To do
Please swap "boarded-up window" for "shuttered window" in the data and return only the lines from the one containing "--target=boarded-up window --return=outline" down to the one containing "[[[326,152],[332,150],[332,142],[325,142],[325,149]]]", with everything else left unchanged.

Record extracts
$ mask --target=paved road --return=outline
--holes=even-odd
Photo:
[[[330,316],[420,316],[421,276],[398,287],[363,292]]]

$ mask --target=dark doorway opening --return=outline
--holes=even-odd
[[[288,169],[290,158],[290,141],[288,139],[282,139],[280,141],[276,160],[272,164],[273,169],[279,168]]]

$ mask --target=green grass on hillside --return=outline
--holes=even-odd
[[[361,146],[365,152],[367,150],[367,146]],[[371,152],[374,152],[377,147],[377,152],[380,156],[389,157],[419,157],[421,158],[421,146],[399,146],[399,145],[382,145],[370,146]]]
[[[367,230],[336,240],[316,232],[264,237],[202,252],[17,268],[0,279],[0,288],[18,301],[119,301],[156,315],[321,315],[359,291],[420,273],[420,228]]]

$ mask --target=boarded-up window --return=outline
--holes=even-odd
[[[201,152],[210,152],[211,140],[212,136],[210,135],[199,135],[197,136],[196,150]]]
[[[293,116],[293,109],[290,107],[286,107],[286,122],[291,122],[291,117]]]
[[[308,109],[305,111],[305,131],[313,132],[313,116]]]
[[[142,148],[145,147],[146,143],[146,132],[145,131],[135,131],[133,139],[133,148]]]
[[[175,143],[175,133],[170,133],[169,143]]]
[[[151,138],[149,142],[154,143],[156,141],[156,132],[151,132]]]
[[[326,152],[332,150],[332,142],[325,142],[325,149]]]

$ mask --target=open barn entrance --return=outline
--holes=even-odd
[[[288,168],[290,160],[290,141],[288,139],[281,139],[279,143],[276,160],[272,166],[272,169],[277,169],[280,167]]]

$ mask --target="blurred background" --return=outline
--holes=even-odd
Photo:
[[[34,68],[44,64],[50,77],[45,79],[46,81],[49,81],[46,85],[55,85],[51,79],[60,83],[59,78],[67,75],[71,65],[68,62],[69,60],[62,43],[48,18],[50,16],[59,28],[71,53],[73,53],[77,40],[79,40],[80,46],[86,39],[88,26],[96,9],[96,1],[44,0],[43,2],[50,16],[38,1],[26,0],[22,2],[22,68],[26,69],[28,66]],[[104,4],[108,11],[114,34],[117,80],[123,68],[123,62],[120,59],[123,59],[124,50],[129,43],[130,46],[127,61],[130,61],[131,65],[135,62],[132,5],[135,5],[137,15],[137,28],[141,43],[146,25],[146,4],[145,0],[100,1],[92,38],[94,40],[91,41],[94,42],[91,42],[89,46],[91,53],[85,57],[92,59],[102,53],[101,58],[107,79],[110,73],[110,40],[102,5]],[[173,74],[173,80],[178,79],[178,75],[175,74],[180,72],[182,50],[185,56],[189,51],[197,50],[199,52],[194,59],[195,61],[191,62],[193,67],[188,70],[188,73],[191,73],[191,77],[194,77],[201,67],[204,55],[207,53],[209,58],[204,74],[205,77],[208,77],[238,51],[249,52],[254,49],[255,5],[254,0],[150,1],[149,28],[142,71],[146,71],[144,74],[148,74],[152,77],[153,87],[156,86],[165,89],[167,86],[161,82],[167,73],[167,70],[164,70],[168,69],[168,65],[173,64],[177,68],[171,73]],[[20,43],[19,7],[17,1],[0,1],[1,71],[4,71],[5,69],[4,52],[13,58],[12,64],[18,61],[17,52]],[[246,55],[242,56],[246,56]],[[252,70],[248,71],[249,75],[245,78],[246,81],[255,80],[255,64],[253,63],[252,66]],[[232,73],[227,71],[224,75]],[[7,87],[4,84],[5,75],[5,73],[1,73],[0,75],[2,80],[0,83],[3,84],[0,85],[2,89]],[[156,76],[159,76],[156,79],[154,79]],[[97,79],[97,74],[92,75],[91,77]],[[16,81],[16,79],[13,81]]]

Result for this exercise
$ mask --target=shuttered window --return=outline
--holes=even-odd
[[[201,152],[210,152],[211,140],[212,136],[210,135],[199,135],[197,136],[196,150]]]
[[[293,116],[293,109],[290,107],[286,107],[286,122],[291,122],[291,117]]]
[[[308,109],[305,111],[305,131],[313,132],[313,116]]]
[[[142,148],[145,147],[146,143],[146,132],[145,131],[135,131],[133,139],[133,148]]]
[[[175,143],[175,133],[170,133],[169,143]]]
[[[151,138],[149,142],[154,143],[156,141],[156,132],[151,132]]]
[[[326,152],[332,150],[332,142],[325,142],[325,149]]]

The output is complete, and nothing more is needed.